What the exercise asks
For this exercise, transcribe all of the entries exactly.

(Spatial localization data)
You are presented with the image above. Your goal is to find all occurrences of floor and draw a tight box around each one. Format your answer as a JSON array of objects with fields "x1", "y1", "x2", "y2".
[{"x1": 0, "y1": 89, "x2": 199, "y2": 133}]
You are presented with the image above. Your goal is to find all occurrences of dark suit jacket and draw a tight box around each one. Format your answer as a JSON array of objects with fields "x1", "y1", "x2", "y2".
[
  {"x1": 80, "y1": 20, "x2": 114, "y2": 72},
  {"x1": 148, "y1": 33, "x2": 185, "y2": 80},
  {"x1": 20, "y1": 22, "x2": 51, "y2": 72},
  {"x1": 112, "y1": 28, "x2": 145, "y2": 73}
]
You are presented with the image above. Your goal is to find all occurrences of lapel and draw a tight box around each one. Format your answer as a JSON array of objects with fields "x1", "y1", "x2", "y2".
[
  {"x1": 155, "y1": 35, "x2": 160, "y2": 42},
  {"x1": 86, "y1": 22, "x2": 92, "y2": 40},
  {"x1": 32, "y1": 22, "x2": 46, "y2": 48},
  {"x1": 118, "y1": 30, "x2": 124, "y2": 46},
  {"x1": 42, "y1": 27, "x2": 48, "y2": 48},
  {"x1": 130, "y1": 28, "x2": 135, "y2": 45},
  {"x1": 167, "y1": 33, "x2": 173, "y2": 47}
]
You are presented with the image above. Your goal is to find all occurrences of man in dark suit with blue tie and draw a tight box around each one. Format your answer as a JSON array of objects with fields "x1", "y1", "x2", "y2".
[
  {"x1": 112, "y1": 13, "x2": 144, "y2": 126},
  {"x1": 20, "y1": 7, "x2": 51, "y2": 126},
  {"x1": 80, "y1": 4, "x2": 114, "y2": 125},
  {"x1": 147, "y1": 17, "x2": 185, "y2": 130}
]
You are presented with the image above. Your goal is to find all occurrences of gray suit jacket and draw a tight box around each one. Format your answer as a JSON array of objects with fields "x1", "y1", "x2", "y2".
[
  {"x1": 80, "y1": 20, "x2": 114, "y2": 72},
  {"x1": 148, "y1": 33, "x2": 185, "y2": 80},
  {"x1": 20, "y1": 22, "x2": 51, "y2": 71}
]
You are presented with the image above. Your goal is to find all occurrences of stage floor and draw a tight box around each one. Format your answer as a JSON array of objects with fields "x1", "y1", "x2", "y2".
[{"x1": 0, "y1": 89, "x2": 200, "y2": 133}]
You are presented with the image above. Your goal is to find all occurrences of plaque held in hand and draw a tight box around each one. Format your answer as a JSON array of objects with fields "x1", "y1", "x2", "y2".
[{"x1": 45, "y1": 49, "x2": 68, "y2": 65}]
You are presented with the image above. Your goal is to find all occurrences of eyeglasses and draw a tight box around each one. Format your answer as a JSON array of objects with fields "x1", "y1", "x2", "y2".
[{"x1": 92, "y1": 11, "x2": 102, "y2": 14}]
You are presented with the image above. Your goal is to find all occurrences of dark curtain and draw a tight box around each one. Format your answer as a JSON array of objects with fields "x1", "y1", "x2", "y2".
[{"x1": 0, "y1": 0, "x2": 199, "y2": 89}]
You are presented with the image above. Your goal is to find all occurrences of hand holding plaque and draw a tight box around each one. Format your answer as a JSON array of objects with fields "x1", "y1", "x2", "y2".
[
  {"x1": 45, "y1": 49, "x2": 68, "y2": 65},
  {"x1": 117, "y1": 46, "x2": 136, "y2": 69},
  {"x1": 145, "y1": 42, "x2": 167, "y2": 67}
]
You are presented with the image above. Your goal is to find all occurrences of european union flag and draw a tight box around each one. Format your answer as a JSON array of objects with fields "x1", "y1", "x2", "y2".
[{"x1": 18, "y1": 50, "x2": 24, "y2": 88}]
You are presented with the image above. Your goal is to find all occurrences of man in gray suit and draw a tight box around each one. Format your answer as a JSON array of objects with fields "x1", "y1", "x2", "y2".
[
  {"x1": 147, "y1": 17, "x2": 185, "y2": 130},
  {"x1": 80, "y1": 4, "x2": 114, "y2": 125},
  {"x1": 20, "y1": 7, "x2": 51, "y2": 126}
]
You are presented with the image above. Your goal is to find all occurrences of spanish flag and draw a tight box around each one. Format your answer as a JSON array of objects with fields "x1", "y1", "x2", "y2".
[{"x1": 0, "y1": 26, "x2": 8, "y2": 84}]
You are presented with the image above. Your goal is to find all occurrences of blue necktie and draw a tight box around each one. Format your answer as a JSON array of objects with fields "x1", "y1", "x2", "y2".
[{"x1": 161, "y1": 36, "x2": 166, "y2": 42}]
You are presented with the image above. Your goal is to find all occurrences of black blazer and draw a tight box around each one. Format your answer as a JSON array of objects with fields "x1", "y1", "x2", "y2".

Answer
You are presented with the image above. Your goal is to find all occurrences of floor and draw a tight box around each one. Format your answer as a JSON array of objects with fields "x1", "y1", "x2", "y2".
[{"x1": 0, "y1": 89, "x2": 199, "y2": 133}]
You are presented with the image above. Your goal is to find all occurrences of dark suit jacket and draw a tight box around each one. Format your answer as a JSON array of objects with fields "x1", "y1", "x2", "y2".
[
  {"x1": 80, "y1": 20, "x2": 114, "y2": 72},
  {"x1": 148, "y1": 33, "x2": 185, "y2": 80},
  {"x1": 20, "y1": 22, "x2": 51, "y2": 72},
  {"x1": 112, "y1": 28, "x2": 145, "y2": 73}
]
You are presented with the image above. Your goal is to find all occurrences of lapel and draw a tight box around each one. Format your answer as a JSON array of objects with fields "x1", "y1", "x2", "y2".
[
  {"x1": 155, "y1": 35, "x2": 160, "y2": 42},
  {"x1": 86, "y1": 22, "x2": 92, "y2": 40},
  {"x1": 32, "y1": 22, "x2": 46, "y2": 48},
  {"x1": 118, "y1": 30, "x2": 124, "y2": 46},
  {"x1": 42, "y1": 27, "x2": 48, "y2": 48},
  {"x1": 130, "y1": 28, "x2": 135, "y2": 45},
  {"x1": 167, "y1": 33, "x2": 173, "y2": 47}
]
You are presented with the image above. Your goal is to find all occurrences of man in dark suit with blue tie and draw a tight box around each one. Format your answer as a JSON array of objects with fields "x1", "y1", "x2", "y2".
[
  {"x1": 112, "y1": 13, "x2": 144, "y2": 126},
  {"x1": 20, "y1": 7, "x2": 51, "y2": 126},
  {"x1": 80, "y1": 4, "x2": 114, "y2": 125},
  {"x1": 147, "y1": 17, "x2": 185, "y2": 130}
]
You are presented with the image above. Your goal is to find all occurrences of gray suit jacket and draw a tight box around each one. Format your answer as a JSON array of objects with fields "x1", "y1", "x2", "y2".
[
  {"x1": 80, "y1": 20, "x2": 114, "y2": 72},
  {"x1": 148, "y1": 33, "x2": 185, "y2": 80},
  {"x1": 20, "y1": 22, "x2": 51, "y2": 71}
]
You are presented with the image above. Your goal is to find all occurrences of stage floor and draw a tight box around each one. Format your answer as a JSON array of objects with fields "x1", "y1", "x2", "y2".
[{"x1": 0, "y1": 89, "x2": 200, "y2": 133}]
You are presented with the image above. Your goal is to find all occurrences of plaque held in hand and draw a tight box around each one. Format your answer as a JSON array of objects with fields "x1", "y1", "x2", "y2".
[{"x1": 45, "y1": 49, "x2": 68, "y2": 65}]
You are presented with the image above. Your goal is to find all occurrences of eyeglasses and draw a tight box around each one. Format your answer as a JSON array of objects with fields "x1", "y1", "x2", "y2".
[{"x1": 92, "y1": 11, "x2": 102, "y2": 14}]
You are presented with the image above. Your goal is to find all occurrences of dark curtain and draw a tight box around each one. Format your answer as a JSON array of objects with fields "x1", "y1", "x2", "y2".
[{"x1": 0, "y1": 0, "x2": 199, "y2": 89}]
You are presented with the image above. Your goal is to find all occurrences of hand holding plaque and draw a tight box around each one. Format your answer as a JSON array of objects with fields "x1", "y1", "x2", "y2".
[
  {"x1": 45, "y1": 49, "x2": 68, "y2": 65},
  {"x1": 117, "y1": 46, "x2": 136, "y2": 69},
  {"x1": 145, "y1": 42, "x2": 167, "y2": 67}
]
You are presented with the image above. Your goal is to find all occurrences of european union flag and draw a tight box around each one. Format your answer as a JSON array of objects with fields "x1", "y1", "x2", "y2".
[{"x1": 18, "y1": 50, "x2": 24, "y2": 88}]
You are presented with the image above. Your goal is to find all occurrences of man in gray suit and draw a tight box around each one. Format your answer as a JSON array of objects with fields "x1", "y1", "x2", "y2".
[
  {"x1": 147, "y1": 17, "x2": 185, "y2": 130},
  {"x1": 80, "y1": 4, "x2": 114, "y2": 125},
  {"x1": 20, "y1": 7, "x2": 51, "y2": 126}
]
You are presented with the image above. Your goal is to find all occurrences of spanish flag and draw a tight box around each one. Format your answer as a JSON array of objects with fields "x1", "y1", "x2", "y2".
[{"x1": 0, "y1": 26, "x2": 8, "y2": 84}]
You are presented with the image above. Your goal is to find all occurrences of blue necktie and draw a tight box around each one. Format your answer as a JSON array of objects with fields "x1", "y1", "x2", "y2".
[{"x1": 161, "y1": 36, "x2": 166, "y2": 42}]
You are presented with the image above. Your goal is to find all occurrences of black blazer and draw a tight box around each one. Format your answer as a JSON array of objects with fields "x1", "y1", "x2", "y2".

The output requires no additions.